There is both hope and important lessons we can glean from the experience of the Antonine Plague that nearly ended the Roman empire 200 years ahead of schedule. Roman society, however, under Emperor Aurelius rebounded after the Antonine Plague of 165 CE, the exact nature of which remains unknown. The empire under Marcus Aurelius, according to historian Edward Gibbon was a time when “the human race was most happy and prosperous,” even though it encountered enormous and enduring human misfortunes.
There are important parallels between the Roman Empire of the second century CE and current US society as both enjoyed superpower status when it came to military might and dominance with respect to culture, economics, and politics. The success of the Roman empire was attributed to good governance that emphasized community, planning, and working together to rebuild. So, which lessons are transferable as we navigate through the present global pandemic and crisis?

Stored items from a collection

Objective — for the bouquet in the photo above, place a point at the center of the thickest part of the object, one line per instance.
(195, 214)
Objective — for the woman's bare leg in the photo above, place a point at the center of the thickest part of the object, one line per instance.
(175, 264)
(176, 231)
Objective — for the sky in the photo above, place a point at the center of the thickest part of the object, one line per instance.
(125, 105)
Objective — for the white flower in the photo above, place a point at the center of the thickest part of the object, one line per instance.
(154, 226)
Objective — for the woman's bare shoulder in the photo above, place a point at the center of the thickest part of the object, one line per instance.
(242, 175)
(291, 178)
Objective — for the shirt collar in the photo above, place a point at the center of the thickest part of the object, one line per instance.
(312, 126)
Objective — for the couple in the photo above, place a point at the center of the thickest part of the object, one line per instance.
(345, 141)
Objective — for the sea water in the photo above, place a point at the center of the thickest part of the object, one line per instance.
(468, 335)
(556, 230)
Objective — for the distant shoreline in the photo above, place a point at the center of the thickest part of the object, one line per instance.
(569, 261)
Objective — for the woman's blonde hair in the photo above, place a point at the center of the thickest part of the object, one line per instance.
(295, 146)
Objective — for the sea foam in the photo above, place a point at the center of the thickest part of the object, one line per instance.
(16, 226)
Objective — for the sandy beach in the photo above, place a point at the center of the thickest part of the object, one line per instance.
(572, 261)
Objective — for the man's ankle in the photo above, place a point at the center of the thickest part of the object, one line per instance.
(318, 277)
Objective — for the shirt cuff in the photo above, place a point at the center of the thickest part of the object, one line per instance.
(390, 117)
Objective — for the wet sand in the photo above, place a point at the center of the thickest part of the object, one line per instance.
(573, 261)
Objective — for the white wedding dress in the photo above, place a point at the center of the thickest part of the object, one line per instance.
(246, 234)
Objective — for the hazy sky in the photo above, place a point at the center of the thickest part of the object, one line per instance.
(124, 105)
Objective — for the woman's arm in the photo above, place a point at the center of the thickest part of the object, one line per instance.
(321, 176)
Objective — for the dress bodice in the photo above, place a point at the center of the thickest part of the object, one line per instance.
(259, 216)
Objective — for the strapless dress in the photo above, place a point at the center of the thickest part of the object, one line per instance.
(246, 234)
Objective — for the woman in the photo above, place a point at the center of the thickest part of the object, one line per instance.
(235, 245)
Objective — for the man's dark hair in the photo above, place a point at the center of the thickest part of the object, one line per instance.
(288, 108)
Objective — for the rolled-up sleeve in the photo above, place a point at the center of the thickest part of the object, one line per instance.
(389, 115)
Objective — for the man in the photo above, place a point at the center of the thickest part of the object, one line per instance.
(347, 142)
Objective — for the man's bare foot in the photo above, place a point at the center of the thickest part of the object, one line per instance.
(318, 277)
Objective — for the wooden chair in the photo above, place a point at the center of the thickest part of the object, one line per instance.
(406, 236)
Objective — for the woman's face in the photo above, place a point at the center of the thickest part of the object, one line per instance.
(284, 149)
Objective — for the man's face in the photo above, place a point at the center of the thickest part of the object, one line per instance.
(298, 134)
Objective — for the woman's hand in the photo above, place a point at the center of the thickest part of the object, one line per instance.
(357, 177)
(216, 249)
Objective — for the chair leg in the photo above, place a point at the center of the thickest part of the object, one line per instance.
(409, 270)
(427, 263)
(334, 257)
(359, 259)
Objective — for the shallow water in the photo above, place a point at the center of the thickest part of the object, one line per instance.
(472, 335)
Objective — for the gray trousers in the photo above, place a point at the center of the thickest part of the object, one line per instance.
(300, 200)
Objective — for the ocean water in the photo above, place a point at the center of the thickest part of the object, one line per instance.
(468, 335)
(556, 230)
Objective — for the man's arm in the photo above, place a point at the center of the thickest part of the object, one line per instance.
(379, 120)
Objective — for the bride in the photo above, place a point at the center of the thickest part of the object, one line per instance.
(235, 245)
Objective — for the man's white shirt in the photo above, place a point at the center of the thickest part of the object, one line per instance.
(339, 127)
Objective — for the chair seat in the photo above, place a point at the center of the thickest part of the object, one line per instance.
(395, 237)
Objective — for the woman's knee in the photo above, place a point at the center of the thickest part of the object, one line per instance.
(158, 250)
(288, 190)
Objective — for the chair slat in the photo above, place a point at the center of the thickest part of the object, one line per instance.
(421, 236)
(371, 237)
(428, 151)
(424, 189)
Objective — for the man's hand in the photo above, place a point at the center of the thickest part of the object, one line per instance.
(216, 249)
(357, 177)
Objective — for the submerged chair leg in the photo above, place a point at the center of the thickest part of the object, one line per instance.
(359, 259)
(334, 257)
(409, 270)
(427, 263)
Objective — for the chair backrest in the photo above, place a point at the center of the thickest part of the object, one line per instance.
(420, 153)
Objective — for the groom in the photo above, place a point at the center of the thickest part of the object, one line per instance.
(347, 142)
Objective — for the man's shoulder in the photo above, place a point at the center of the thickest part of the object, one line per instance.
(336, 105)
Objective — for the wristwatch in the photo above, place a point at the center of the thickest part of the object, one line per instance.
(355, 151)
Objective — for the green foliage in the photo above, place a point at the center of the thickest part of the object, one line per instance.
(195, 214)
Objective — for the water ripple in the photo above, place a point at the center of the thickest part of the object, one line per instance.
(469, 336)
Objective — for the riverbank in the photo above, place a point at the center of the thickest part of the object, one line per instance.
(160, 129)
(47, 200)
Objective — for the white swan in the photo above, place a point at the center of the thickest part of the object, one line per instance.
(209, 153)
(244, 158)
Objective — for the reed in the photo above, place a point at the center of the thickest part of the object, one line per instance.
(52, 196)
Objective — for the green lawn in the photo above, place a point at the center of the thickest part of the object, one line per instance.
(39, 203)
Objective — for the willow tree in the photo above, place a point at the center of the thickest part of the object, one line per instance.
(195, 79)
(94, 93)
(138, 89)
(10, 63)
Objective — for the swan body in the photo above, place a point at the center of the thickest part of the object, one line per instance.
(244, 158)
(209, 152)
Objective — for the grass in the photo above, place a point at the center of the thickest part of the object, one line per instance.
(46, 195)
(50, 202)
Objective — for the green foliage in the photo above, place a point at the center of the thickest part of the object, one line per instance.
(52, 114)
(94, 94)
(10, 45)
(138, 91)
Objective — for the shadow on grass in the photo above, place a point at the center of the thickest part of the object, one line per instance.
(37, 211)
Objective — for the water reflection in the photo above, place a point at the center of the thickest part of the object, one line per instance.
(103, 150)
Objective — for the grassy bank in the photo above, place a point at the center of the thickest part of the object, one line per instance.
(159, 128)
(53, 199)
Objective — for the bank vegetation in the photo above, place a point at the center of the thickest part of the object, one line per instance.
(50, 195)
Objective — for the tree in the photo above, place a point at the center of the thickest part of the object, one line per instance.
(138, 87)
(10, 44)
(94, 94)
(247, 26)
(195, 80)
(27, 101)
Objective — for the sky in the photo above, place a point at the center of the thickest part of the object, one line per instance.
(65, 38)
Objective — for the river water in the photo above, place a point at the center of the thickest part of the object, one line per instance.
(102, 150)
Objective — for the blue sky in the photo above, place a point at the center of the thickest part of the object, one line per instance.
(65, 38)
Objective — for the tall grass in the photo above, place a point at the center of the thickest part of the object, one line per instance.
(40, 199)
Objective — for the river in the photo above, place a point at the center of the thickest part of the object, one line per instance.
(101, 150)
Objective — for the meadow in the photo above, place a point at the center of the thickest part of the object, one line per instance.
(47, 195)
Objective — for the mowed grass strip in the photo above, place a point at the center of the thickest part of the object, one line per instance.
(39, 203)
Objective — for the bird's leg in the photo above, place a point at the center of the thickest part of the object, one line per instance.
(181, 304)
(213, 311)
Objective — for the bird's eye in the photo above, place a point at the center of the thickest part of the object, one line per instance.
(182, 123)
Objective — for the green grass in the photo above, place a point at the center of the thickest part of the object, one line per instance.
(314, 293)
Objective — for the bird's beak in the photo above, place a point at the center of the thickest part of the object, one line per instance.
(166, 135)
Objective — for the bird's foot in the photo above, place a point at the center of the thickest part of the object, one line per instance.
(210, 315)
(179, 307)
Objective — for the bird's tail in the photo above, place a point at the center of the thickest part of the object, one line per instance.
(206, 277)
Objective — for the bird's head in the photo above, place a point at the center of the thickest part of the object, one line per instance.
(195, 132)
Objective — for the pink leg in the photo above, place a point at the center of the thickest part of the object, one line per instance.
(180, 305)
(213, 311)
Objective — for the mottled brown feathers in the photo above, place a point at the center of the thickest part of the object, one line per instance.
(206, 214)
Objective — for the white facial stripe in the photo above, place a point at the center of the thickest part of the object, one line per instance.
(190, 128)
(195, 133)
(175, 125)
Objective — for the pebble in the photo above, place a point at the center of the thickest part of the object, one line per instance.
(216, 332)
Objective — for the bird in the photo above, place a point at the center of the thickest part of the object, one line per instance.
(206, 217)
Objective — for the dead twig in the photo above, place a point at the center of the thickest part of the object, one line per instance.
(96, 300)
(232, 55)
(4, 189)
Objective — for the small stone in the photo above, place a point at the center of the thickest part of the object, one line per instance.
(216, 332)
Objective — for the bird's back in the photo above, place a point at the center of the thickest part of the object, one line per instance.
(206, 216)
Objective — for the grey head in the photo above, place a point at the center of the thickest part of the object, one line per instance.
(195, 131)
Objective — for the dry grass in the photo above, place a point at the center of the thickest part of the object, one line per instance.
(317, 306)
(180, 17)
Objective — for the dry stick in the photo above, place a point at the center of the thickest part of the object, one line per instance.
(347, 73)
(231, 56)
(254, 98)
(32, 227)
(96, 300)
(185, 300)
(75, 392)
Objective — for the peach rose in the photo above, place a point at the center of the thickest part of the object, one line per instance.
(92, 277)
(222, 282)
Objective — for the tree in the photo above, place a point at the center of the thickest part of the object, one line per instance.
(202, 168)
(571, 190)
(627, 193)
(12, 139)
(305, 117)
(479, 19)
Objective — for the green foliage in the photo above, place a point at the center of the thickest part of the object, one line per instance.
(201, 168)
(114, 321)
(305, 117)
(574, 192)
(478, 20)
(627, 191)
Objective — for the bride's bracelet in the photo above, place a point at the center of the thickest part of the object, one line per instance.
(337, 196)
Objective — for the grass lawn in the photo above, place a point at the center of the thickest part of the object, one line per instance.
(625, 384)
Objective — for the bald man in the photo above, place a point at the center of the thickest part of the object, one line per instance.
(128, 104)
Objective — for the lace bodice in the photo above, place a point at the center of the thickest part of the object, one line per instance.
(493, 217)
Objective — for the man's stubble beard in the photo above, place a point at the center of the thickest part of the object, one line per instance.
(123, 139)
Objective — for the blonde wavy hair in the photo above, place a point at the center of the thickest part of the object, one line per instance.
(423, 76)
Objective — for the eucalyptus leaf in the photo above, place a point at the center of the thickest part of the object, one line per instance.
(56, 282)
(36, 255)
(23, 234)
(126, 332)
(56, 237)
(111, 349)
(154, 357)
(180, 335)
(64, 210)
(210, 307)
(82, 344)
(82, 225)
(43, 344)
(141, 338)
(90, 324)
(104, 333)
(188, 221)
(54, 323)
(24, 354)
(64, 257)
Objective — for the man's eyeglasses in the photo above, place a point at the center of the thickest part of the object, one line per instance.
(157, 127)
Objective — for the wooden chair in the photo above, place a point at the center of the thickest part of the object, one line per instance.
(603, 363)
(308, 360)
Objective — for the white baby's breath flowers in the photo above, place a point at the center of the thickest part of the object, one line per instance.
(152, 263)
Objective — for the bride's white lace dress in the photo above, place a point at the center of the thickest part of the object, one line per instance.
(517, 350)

Required action A> Copy the Antonine Plague passage word for word, from "There is both" up to and including "enduring human misfortunes.".
Required action B>
Answer these questions using the Antonine Plague passage:
(i) In what year did the Antonine Plague occur?
(ii) Which historian described the empire under Marcus Aurelius as a time when "the human race was most happy and prosperous"?
(iii) To what was the success of the Roman empire attributed?

Answer section A>
There is both hope and important lessons we can glean from the experience of the Antonine Plague that nearly ended the Roman empire 200 years ahead of schedule. Roman society, however, under Emperor Aurelius rebounded after the Antonine Plague of 165 CE, the exact nature of which remains unknown. The empire under Marcus Aurelius, according to historian Edward Gibbon was a time when “the human race was most happy and prosperous,” even though it encountered enormous and enduring human misfortunes.

Answer section B>
(i) 165 CE
(ii) Edward Gibbon
(iii) Good governance that emphasized community, planning, and working together to rebuild